• **Required action**
Return the part of the influenza article below from "In these diseases, the" up to and including "concluded the researchers.", copied word for word.

Influenza commonly known as "flu” can hide itself undetected in an individual's body by the person's immune system, reveals a study.
The influenza virus that affects mainly the nose, throat, bronchi and occasionally lungs contains a protein that helps in outsmarting the immune system -- which can track viruses and alert the body of the entry of foreign virus into the human cells to multiply.
"The virus contains a protein that masks the virus entering the cell. In this way, the influenza virus can spread more easily before the immune system recognises that it is a virus and attempts to fight it," said Christian Holm, associate professor at Aarhus University in Denmark.
The little protein that is able to mask the influenza virus from the immune system can be used to combat autoimmune diseases such as rheumatoid arthritis as well as the relatively rare disease lupus, which to a great extent affects young women, the researchers said in the study published in the scientific journal Nature Communications.
In these diseases, the immune system attacks healthy cells and tissues and creates chronic inflammation.
“The protein's immunosuppressant effect can possibly be used to develop better treatments for these types of diseases, where the immune system is chronically overactive. By suppressing the immune system's reaction, the symptoms can be reduced,” added Holm.
The researchers discovered the mechanism of the influenza virus to hide itself from the immune system by giving cells in the laboratory an evolutionarily conserved influenza virus protein.
The result was that the cells became poorer at defending themselves against both influenza viruses and other types of viruses indicating that the recognition mechanism in the immune system that the influenza virus evades is generally important for the body's ability to defend itself against viruses, concluded the researchers.

[Dataset entries]
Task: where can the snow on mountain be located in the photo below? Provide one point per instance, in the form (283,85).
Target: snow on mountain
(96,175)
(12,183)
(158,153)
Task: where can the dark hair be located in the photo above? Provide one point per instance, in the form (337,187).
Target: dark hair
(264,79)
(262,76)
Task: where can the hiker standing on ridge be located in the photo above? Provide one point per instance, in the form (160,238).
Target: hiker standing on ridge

• **Solution**
In these diseases, the immune system attacks healthy cells and tissues and creates chronic inflammation.
“The protein's immunosuppressant effect can possibly be used to develop better treatments for these types of diseases, where the immune system is chronically overactive. By suppressing the immune system's reaction, the symptoms can be reduced,” added Holm.
The researchers discovered the mechanism of the influenza virus to hide itself from the immune system by giving cells in the laboratory an evolutionarily conserved influenza virus protein.
The result was that the cells became poorer at defending themselves against both influenza viruses and other types of viruses indicating that the recognition mechanism in the immune system that the influenza virus evades is generally important for the body's ability to defend itself against viruses, concluded the researchers.